• WRITTEN PROBLEM 1: According to the e-voting passage, why would an e-voting system built on Bitcoin be challenging to implement?
• WRITTEN PROBLEM 2: Rewrite the paragraph of the e-voting passage that begins "In terms of security" as a short bulleted list that keeps its main facts.
• WRITTEN PROBLEM 3:
Decide whether each statement agrees with the e-voting passage. For each one, answer yes or no and quote the words of the passage that decide it.
(a) Running the cryptographic algorithms on the embedded device's CPU is a security vulnerability.
(b) Quorum is listed as fully decentralized.
(c) The solution can only be built on Ethereum.

• SOURCE DOCUMENT:
+ + + +
In terms of security, each transaction is hashed, and then the hash is digitally signed. If there is no secure element, by default, the cryptographic algorithms run on the CPU of the embedded device, which is a security vulnerability. An improvement would be to run the sensitive code in a secure element (e.g., Java Card). An alternative to the embedded device is to use a mobile smart phone. From the mobile device, the option for a given candidate can be selected using a GUI application, and the vote transaction is hashed and digitally signed by the NFC chip/(U)SIM/eSIM secure element or an NFC external smart card, which are tamper-resistant and CC/FIPS EAL 4+ certified. If the secure element is an external NFC proximity smart card, then the communication between the mobile application and the smart card will be contactless via NFC/RFID.

The current solution is based on Ethereum blockchain, but other frameworks may be used. A comparison between frameworks is presented in

Table 2. Blockchains Platform Comparison.

Blockchain	Consensus Algorithm	Transactions per Second	Smart Contract Language	Platform Programming Language	Decentralized
Ethereum (Go/Parity)	PoW, PoS, and PoA	15–30 (PoW) and up to 100 k (Ethereum 2.0)	Solidity/Vyper	Go/Rust, JavaScript	Yes
Quorum	QuorumChain, IBFT, and Raft-based consensus	Around 100	Solidity	Go, C, JavaScript	Partially
Exonum	Custom-built BFT algorithm	Up to 5000	Rust	Rust	Yes
Hyperledger Fabric	Decoupled in 3 phases: Endorsement, Ordering, Validation	Up to 3000	Go/JavaScript/Java	Go	Yes
Bitcoin	PoW	4–7	N/A	C++	Yes

:

Because the Bitcoin blockchain does not have a smart contracts feature, a e-voting system that uses Bitcoin would be challenging to implement. For this reason, the authors used Ethereum as the main blockchain platform support. The advantage of using Ethereum over Quorum or Exonum is that the platform is actively maintained and developed.

Comparing the characteristics of the existing e-voting solutions, the authors’ solution is better in terms of anonymity (because of e-VUID and blind signature) and scalability—see

Table 3. e-Voting Solutions Comparison based on Characteristics.
+ + + +
• RECORDS SUPPLIED:

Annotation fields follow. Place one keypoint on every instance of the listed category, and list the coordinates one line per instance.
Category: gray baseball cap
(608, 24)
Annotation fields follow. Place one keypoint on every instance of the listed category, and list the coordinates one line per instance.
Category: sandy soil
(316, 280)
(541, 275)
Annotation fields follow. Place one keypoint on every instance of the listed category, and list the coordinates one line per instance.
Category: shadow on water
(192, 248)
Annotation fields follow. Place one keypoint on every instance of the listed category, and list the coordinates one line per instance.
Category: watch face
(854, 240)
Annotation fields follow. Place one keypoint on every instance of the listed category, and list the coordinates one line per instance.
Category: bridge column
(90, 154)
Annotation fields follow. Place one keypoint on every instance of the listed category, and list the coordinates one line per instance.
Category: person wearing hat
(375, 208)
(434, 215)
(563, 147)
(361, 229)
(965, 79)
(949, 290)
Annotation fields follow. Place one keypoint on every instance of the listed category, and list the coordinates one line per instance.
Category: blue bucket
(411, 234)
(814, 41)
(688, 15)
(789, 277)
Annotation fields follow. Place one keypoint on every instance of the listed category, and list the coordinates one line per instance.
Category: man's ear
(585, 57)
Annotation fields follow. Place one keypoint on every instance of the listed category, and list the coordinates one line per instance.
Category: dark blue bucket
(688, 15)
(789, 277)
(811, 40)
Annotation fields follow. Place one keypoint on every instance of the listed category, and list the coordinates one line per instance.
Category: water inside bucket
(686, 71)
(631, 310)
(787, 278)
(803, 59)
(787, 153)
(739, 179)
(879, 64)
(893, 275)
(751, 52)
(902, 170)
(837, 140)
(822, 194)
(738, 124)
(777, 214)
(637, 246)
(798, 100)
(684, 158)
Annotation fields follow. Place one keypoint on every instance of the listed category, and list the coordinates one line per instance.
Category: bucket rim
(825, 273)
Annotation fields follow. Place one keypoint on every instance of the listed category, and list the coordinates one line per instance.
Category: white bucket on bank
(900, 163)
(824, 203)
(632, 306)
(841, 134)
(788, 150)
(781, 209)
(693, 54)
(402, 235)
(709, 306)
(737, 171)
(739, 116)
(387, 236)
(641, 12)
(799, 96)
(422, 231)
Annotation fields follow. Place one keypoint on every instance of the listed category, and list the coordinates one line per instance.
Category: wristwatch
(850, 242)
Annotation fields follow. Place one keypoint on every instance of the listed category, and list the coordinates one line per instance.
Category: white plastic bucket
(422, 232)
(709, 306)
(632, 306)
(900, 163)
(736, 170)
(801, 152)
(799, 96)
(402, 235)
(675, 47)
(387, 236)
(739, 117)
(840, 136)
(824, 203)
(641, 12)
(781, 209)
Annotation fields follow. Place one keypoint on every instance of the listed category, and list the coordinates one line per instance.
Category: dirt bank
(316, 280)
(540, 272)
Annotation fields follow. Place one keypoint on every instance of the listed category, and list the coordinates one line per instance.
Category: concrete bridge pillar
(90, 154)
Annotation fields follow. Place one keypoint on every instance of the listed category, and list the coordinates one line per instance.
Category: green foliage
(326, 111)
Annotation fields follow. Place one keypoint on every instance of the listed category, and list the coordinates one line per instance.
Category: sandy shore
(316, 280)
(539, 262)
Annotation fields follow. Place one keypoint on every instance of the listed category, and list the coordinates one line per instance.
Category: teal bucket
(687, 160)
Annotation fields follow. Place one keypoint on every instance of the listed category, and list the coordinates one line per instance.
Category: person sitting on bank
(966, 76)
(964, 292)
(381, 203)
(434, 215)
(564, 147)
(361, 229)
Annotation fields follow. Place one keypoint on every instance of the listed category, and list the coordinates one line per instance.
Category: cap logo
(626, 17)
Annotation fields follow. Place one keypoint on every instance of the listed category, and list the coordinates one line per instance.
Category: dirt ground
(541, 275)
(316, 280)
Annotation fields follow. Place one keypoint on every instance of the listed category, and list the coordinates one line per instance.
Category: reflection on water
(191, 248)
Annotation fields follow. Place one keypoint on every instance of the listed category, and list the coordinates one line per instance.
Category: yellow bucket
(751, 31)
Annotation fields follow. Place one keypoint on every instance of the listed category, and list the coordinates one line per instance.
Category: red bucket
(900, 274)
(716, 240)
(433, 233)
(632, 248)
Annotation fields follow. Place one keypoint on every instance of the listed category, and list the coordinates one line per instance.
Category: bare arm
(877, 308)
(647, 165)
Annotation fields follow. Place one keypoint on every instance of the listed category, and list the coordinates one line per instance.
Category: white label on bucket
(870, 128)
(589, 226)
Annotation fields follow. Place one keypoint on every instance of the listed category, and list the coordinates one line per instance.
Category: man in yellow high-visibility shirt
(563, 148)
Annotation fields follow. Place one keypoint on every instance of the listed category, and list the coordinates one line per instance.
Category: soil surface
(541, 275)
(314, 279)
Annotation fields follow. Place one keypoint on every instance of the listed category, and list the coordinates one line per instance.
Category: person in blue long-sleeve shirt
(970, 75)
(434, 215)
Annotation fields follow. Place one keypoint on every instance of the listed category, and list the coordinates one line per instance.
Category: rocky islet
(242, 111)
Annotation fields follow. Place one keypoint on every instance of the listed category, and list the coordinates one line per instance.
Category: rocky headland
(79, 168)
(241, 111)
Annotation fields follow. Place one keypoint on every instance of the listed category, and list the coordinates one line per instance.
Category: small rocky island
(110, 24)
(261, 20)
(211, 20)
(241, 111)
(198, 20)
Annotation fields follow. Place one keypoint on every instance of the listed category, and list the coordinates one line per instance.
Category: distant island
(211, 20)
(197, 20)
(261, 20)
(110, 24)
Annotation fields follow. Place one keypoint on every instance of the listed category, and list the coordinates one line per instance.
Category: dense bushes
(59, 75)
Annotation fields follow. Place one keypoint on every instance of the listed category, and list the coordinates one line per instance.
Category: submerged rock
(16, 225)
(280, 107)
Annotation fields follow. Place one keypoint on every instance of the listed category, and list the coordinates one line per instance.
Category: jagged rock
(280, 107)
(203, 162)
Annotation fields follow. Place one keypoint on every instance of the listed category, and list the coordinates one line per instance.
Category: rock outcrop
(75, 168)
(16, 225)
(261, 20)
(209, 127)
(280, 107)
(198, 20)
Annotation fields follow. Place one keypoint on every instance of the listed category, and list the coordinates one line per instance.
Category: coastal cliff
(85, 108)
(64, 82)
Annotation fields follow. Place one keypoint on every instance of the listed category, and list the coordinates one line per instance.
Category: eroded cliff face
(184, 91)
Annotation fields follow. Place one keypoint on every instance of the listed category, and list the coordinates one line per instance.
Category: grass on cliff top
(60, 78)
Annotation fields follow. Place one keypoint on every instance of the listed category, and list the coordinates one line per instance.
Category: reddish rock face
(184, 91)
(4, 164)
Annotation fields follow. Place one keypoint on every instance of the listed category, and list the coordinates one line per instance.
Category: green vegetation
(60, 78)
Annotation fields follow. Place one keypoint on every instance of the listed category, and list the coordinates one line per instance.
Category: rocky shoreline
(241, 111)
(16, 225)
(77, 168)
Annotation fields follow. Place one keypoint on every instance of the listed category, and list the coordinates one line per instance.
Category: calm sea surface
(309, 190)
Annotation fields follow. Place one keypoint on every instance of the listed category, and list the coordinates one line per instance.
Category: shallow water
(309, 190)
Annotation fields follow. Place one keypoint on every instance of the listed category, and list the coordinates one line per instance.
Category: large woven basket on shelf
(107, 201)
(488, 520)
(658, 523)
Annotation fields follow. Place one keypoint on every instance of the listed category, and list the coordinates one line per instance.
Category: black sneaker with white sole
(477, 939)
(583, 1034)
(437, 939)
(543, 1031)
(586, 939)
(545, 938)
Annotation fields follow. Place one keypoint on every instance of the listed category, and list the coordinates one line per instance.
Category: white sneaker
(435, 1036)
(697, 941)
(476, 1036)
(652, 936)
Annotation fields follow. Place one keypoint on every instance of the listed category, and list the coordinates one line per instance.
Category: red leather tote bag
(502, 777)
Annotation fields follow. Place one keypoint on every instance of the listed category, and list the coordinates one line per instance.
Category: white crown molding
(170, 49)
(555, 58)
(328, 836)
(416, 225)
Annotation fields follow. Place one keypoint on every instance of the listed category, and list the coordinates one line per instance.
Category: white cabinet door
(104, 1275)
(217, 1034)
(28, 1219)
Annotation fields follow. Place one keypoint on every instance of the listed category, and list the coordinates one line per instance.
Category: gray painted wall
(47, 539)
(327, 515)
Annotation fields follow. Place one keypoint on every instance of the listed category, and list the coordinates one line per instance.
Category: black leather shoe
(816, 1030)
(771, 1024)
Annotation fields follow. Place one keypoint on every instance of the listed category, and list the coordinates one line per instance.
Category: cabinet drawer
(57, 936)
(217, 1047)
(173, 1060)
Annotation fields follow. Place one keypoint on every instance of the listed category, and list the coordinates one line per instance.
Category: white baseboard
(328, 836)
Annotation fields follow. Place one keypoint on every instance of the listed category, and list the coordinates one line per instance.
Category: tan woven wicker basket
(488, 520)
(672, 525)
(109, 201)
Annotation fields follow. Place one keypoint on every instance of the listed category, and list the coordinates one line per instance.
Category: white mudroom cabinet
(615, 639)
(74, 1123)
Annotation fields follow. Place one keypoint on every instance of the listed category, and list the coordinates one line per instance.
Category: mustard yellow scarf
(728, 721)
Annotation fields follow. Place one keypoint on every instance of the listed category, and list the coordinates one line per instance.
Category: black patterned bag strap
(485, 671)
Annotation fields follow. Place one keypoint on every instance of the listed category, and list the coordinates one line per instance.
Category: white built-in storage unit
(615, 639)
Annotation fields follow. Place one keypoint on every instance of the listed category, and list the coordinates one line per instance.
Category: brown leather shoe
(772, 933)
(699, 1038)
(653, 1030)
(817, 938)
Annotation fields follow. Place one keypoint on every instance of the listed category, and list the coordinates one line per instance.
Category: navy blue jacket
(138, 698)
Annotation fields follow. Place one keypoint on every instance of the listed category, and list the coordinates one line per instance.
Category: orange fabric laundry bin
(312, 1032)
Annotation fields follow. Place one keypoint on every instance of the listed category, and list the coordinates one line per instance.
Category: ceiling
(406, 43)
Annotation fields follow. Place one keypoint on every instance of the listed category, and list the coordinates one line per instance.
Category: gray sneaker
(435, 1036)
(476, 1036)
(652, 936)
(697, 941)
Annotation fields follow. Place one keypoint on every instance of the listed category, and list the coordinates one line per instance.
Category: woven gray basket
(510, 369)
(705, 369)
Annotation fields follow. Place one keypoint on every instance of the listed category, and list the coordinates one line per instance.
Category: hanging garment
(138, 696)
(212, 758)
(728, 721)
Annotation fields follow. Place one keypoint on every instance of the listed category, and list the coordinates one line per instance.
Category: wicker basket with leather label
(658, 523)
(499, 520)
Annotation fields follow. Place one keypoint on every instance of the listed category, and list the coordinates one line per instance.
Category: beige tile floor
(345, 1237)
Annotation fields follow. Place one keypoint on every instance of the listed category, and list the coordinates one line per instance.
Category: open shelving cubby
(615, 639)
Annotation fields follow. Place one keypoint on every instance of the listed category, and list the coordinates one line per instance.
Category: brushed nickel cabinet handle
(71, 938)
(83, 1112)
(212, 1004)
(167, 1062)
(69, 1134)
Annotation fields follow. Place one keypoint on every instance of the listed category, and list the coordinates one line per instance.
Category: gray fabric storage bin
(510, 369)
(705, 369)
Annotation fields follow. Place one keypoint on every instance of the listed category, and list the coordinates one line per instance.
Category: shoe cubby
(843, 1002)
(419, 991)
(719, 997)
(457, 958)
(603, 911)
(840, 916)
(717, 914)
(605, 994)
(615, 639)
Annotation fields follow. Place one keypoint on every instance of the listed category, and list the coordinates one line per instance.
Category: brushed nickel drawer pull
+ + + +
• EXPECTED ANSWER 1: The Bitcoin blockchain does not have a smart contracts feature.

• EXPECTED ANSWER 2:
- Each transaction is hashed, and the hash is digitally signed.
- Without a secure element, the cryptographic algorithms run by default on the embedded device's CPU, which is a security vulnerability.
- Running the sensitive code in a secure element, such as Java Card, would be an improvement.
- A mobile smart phone can replace the embedded device. A GUI application selects the candidate option.
- The vote transaction is then hashed and signed by the NFC chip/(U)SIM/eSIM secure element or by an NFC external smart card. These are tamper-resistant and CC/FIPS EAL 4+ certified.
- If an external NFC proximity smart card is the secure element, it communicates with the mobile application contactlessly via NFC/RFID.

• EXPECTED ANSWER 3:
(a) Yes: "by default, the cryptographic algorithms run on the CPU of the embedded device, which is a security vulnerability"
(b) No: "Partially"
(c) No: "The current solution is based on Ethereum blockchain, but other frameworks may be used."